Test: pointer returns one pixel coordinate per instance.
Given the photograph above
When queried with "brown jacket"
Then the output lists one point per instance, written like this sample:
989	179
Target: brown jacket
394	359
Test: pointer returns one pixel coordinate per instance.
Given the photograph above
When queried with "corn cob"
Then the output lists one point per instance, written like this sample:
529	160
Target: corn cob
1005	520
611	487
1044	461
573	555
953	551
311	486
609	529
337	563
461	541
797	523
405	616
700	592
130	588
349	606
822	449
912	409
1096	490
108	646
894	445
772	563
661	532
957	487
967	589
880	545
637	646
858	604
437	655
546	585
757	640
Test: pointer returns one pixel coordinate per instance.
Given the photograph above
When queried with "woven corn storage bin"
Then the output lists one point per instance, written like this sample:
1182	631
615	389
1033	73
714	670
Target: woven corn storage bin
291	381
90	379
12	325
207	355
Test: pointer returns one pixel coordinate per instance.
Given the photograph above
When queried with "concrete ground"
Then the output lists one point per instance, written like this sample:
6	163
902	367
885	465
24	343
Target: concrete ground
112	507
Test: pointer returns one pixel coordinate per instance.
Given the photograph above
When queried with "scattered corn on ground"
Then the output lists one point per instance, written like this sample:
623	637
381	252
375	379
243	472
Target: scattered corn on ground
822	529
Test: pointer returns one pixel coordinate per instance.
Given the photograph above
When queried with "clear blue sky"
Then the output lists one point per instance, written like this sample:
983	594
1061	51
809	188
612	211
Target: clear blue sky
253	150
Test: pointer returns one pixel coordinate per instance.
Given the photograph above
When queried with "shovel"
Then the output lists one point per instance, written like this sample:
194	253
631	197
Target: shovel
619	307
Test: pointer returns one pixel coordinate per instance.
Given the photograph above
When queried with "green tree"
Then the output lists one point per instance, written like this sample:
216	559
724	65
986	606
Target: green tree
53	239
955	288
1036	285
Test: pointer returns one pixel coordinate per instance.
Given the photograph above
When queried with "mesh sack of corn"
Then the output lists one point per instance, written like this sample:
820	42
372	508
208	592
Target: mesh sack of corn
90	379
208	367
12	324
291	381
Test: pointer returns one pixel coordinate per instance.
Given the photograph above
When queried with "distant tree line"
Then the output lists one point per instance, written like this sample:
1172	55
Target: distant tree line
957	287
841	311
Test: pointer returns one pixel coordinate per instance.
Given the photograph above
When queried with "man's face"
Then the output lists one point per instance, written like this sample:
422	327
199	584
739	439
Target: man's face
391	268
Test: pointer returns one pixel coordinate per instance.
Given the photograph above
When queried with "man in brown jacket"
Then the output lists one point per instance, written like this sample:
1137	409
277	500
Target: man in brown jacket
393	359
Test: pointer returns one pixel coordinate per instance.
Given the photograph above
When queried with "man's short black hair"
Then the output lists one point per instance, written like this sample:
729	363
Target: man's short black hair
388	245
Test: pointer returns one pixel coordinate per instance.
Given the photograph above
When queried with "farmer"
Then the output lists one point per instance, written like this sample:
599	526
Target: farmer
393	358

········

TASK GOAL » Reproduce the preceding records exactly and completely.

SOLUTION TO THIS PROBLEM »
Test: pointer returns one pixel coordinate per instance.
Given the photograph above
When queried with "brown jacket"
Then the output lists one point per instance, written like this sample:
989	179
Target: brown jacket
394	359
Test: pointer returns one pixel coordinate per instance.
Given the photograph above
When queried with "corn cob"
Then the output lists one point per instance, written like this sample:
529	160
Target: corn cob
1005	520
611	487
1044	461
573	555
953	551
311	486
609	529
337	563
461	541
797	523
405	616
700	592
130	588
349	606
822	449
912	409
1096	490
108	646
894	445
772	563
661	532
957	487
967	589
880	545
637	646
858	604
437	655
546	585
757	640
Test: pointer returns one pixel coordinate per instance.
Given the photograph above
When queried with "woven corn storage bin"
Then the output lists one point per instance, written like this sample:
1182	631
615	389
1033	73
714	670
Target: woven corn storage bin
291	381
90	379
12	325
207	355
Test: pointer returns one pixel coordinate per instance.
Given the photograph above
When queried with "concrete ground"
Then the output lists one point per instance, written like this sample:
6	163
902	367
885	465
24	343
Target: concrete ground
112	507
Test: pointer returns one pixel coordinate per instance.
Given the photograph above
When queried with "scattered corn on ground"
Then the output lists one point per instance, written like this sample:
623	637
381	252
375	379
243	472
Target: scattered corn on ground
822	529
Test: pointer returns one pixel coordinate per instance.
Given the photograph above
When queried with "clear blue sky"
Then the output lists one point per instance, written like this sample:
983	594
1061	51
809	188
612	211
Target: clear blue sky
253	150
Test: pointer returns one pixel coordinate per instance.
Given the photograph above
When queried with "shovel"
Then the output lists one point per instance, written like this sample:
194	253
631	197
Target: shovel
619	307
Test: pointer returns one pixel coordinate per instance.
Given the photograph above
When queried with "green tree"
Then the output lists one point per instance, written like this sample:
216	559
724	65
986	606
Target: green tree
53	239
955	288
1036	285
Test: pointer returns one pixel coordinate per instance.
Given the photograph above
When queried with "mesh sack of corn"
Then the output lists one point per instance, written like this sample:
820	42
372	508
208	592
Target: mesh sack of corn
90	379
208	367
12	324
291	381
Test: pointer returns one pixel coordinate per instance.
Given the photograph above
When queried with "distant tree line"
Then the output lists one point per instance, written like this sample:
1172	55
Target: distant tree line
957	287
841	311
Test: pointer returns one pixel coordinate per instance.
Given the photograph above
When queried with "man's face"
Then the output lists one point per instance, written like this sample:
422	327
199	584
739	439
Target: man's face
391	268
Test: pointer returns one pixel coordinate per instance.
Given the photograph above
When queried with "man in brown jacket"
Then the output lists one point per instance, written like this sample:
1137	409
277	500
Target: man in brown jacket
393	359
Test: pointer returns one pixel coordinate per instance.
Given the photograph above
When queried with "man's short black hair"
Then the output lists one point per instance, written like this sample:
729	363
Target: man's short black hair
388	245
Test: pointer returns one pixel coordinate per instance.
Given the photograph above
When queried with "farmer"
Then the output lists one point per instance, written like this sample:
599	526
Target: farmer
393	358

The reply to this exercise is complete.